**What you are asked to do**
Scale the items below from the line containing "Annotation guideline: for every instance of the hillside" down to the end of the records, both included, and give all of those lines again, requests and all, with every point coordinate in the answers multiplied by 1.65 and rounded to the nearest whole number, halves rounding up.

**Task input**
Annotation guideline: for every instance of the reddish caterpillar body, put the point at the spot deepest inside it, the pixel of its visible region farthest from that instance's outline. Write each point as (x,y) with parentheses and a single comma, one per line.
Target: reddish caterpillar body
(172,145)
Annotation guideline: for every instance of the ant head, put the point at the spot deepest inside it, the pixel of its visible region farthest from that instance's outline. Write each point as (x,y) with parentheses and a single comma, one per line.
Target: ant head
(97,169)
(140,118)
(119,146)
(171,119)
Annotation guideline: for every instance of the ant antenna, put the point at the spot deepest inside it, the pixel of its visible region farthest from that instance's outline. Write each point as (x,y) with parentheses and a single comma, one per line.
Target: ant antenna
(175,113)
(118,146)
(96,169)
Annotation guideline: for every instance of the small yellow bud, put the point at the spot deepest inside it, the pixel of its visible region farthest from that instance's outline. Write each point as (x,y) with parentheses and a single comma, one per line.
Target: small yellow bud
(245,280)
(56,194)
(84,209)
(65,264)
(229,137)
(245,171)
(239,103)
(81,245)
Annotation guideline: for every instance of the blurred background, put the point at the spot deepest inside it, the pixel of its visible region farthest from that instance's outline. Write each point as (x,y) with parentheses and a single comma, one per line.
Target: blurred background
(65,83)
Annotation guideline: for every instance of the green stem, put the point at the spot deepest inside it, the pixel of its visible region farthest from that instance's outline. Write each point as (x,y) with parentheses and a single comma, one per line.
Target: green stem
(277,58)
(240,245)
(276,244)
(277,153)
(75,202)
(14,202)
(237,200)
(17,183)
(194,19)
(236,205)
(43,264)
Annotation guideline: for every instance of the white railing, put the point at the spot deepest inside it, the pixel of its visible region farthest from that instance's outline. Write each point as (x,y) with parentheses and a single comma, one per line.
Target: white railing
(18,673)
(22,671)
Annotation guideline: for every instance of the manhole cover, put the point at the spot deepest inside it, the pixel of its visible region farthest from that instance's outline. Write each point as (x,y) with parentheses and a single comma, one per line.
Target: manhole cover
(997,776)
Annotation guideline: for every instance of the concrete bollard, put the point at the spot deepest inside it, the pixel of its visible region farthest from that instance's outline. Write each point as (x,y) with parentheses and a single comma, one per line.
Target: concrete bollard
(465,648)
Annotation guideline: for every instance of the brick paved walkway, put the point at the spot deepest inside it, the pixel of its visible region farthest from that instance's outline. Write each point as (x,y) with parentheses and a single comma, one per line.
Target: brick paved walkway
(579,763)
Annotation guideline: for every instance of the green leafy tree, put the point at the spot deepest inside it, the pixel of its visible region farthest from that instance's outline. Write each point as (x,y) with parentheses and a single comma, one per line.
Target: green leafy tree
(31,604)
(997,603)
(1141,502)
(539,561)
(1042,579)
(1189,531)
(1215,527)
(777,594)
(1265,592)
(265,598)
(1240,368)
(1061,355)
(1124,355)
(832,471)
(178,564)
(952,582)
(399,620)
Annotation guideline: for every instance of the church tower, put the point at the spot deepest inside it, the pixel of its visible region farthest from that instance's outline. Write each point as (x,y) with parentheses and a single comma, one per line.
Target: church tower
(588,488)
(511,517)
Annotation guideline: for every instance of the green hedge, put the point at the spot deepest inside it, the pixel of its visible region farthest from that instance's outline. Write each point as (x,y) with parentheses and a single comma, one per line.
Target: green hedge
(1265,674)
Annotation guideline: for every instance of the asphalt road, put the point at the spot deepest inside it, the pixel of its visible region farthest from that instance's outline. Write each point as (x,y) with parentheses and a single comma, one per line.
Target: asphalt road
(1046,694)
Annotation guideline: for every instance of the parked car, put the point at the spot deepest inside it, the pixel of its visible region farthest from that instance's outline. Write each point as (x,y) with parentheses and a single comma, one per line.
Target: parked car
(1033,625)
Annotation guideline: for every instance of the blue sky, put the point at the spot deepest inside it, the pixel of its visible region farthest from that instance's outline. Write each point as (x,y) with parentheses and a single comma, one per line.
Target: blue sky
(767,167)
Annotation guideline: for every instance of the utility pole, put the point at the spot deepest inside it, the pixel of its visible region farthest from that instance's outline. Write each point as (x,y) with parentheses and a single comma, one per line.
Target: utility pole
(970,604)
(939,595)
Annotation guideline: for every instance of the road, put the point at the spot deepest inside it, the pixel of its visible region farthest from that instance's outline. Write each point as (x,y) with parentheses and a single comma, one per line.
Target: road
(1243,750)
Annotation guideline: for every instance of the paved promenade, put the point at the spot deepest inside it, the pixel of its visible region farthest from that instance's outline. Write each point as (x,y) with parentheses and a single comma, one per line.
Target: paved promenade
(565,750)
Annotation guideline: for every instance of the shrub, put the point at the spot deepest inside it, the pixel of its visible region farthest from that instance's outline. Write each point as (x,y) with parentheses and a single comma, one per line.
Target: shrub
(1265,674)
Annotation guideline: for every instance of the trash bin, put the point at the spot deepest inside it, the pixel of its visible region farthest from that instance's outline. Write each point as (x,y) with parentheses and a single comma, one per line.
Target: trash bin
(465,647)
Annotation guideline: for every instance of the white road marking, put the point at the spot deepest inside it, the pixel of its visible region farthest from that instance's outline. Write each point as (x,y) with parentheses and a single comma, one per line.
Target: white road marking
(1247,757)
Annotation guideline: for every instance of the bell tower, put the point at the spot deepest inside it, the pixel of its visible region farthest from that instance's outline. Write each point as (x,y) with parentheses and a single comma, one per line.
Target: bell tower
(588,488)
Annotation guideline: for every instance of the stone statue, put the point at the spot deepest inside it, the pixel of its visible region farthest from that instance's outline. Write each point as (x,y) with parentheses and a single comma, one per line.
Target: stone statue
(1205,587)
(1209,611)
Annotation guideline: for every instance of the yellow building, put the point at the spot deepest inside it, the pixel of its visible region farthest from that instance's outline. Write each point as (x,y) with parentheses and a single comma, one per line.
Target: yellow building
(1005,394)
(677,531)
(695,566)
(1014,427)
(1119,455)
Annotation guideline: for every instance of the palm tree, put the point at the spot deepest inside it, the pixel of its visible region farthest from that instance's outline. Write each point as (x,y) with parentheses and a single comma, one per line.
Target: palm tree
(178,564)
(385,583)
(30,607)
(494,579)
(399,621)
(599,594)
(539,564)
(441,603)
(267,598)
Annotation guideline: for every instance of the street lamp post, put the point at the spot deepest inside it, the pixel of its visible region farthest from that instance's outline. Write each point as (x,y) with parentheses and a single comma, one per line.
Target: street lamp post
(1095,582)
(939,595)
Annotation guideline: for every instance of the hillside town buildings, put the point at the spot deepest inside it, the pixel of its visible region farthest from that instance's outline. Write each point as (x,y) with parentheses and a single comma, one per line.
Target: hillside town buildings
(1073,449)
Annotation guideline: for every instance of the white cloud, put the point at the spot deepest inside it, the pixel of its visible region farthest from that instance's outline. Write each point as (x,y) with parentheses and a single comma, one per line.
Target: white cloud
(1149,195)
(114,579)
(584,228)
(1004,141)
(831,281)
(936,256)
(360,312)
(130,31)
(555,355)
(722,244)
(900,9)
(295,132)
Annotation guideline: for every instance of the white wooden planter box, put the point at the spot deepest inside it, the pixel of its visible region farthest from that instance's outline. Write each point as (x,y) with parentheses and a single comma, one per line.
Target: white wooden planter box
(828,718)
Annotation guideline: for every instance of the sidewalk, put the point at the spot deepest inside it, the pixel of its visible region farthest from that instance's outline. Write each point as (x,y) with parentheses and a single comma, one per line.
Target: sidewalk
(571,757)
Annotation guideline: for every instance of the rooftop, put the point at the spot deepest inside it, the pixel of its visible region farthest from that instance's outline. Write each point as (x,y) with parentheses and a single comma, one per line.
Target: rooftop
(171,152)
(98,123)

**Output of the task**
Annotation guideline: for every instance of the hillside town buildings, put the point at the spot deepest inside it, the pixel of its visible region farthest from that instance's outline. Write each point as (x,y) with parentheses and a single comma, one per line.
Target: hillside town buildings
(1770,741)
Annotation guideline: for every instance of the white cloud, put the point at the spot deepest inside it, the pixel of its visible region farthest from that instance's outline. Write each point as (x,y) with parentheses and a single comma, one per line.
Target: white cloud
(1896,322)
(188,955)
(964,376)
(1657,233)
(1371,464)
(1544,422)
(594,515)
(215,51)
(916,586)
(1191,403)
(1485,15)
(487,218)
Annotation guideline: for every instance of the white wooden planter box, put the point at the spot deepest inside it, the pixel of its visible region farthest from that instance's outline. Write each point as (x,y) with parentheses and a single comma, one per line.
Target: white wooden planter box
(1366,1185)
Annotation guideline: for every instance of the sidewalk, put the point at the spot deepest inside it, the pixel of its visible region farthest from that instance's outline. Write each point as (x,y) with parentheses and a single comma, one per line.
Target: sidewalk
(942,1249)
Annotation guideline: for every instance of the rooftop, put the point at the spot deepest inside it, the pixel of its visible region farthest from that instance's outline. Write each point as (x,y) with parentheses and a single comma, one per line.
Target: rooftop
(282,251)
(162,203)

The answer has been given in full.